What is needed: From the entries that follow, gather each line holding the word "lawn".
__________________________________________________
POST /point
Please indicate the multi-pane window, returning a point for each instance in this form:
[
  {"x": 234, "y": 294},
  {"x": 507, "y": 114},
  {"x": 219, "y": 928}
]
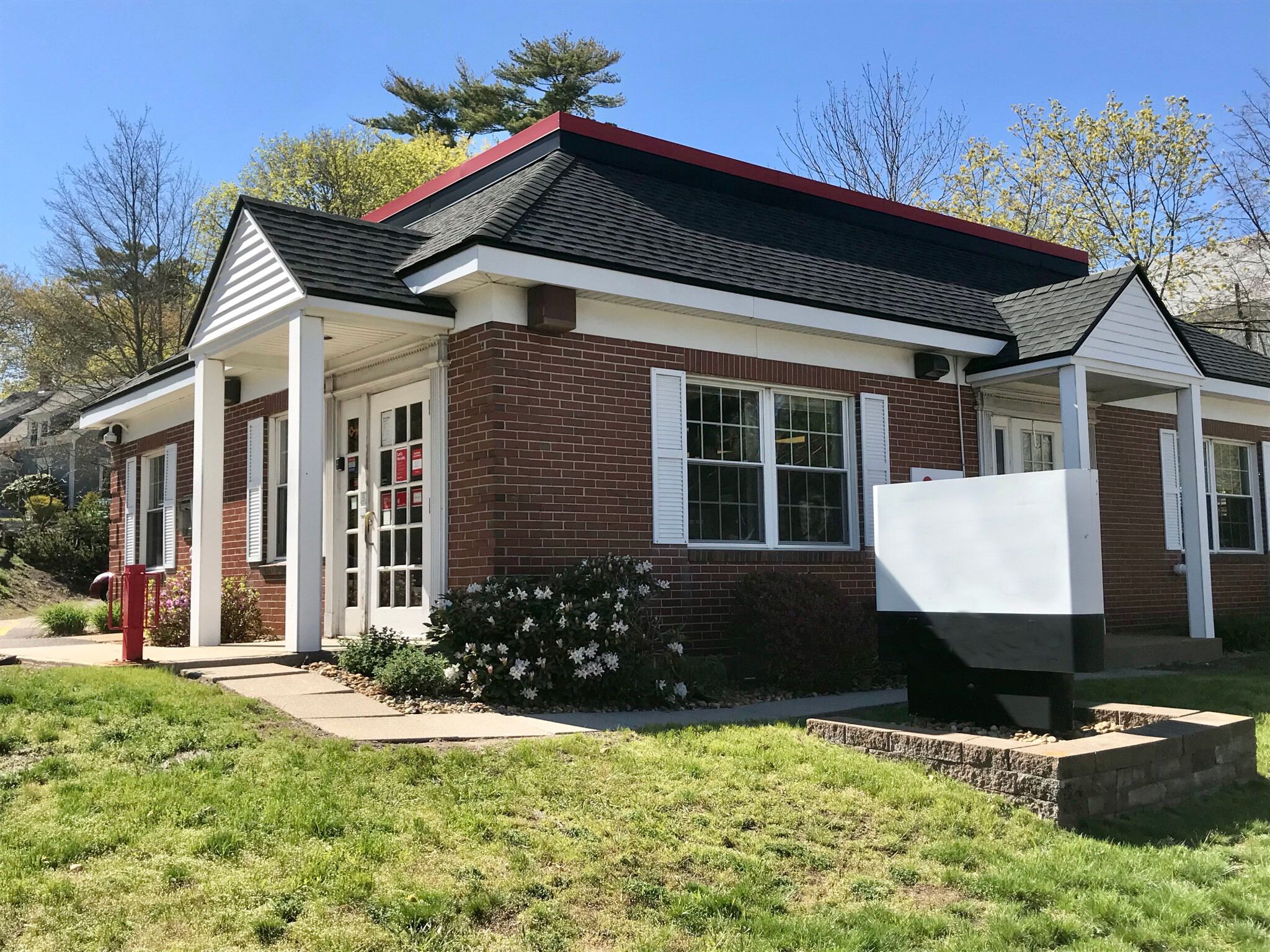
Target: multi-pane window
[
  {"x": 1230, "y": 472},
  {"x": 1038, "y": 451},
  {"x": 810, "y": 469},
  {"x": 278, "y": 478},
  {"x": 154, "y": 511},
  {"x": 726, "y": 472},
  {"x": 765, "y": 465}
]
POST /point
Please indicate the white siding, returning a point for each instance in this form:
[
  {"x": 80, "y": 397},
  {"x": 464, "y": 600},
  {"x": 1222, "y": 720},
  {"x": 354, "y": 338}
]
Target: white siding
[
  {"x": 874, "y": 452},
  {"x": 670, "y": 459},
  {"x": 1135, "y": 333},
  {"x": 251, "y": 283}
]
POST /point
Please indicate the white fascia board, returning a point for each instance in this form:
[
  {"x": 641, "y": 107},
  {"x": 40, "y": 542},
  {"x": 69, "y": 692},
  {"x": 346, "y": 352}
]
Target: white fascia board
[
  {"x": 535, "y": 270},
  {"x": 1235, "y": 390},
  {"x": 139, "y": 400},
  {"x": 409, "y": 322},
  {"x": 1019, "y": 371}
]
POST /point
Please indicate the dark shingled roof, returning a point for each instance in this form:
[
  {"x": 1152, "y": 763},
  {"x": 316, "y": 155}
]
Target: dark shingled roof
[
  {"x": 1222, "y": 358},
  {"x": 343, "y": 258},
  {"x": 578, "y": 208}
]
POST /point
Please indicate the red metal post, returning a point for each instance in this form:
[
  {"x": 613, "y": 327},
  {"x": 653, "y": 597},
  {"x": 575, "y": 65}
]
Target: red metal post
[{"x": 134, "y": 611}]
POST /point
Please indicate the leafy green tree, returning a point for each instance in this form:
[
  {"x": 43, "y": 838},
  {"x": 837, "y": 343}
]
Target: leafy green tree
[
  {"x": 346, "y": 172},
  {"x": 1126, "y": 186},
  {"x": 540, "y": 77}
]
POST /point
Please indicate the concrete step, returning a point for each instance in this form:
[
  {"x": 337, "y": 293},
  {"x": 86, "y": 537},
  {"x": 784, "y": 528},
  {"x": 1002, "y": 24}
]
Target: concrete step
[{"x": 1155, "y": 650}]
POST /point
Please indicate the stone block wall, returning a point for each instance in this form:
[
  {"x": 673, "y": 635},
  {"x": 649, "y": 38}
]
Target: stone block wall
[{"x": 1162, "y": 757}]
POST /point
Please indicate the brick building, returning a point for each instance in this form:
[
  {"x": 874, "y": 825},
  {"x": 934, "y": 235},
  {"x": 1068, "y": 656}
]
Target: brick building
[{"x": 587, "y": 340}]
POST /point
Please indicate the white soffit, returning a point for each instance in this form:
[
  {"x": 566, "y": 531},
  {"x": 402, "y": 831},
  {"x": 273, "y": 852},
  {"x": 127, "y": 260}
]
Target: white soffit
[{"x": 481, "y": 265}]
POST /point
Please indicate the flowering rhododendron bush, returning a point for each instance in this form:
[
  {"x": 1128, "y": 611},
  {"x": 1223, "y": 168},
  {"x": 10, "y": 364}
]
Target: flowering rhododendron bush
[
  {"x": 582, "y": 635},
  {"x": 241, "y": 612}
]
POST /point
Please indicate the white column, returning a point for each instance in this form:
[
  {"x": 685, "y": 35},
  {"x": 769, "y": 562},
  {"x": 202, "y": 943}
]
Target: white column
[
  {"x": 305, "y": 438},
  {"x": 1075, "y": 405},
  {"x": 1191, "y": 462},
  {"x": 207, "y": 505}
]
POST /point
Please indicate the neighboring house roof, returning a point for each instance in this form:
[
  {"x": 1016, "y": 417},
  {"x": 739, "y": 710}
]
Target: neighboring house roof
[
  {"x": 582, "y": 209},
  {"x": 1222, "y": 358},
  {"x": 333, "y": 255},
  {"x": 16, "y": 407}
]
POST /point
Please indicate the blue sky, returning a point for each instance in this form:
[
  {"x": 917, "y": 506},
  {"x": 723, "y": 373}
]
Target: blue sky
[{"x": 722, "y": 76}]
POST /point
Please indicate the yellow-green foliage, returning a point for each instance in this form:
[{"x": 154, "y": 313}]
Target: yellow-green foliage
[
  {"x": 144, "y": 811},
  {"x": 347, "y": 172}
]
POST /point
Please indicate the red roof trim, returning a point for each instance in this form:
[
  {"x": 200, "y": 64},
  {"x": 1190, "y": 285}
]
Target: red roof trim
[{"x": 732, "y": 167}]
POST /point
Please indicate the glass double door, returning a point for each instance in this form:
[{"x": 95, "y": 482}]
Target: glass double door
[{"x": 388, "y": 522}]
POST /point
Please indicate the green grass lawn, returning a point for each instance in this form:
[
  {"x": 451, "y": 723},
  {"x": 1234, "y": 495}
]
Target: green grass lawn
__________________________________________________
Solved exercise:
Please indicate the green grass lawn, returning a point for each instance in this form:
Target: green grass lawn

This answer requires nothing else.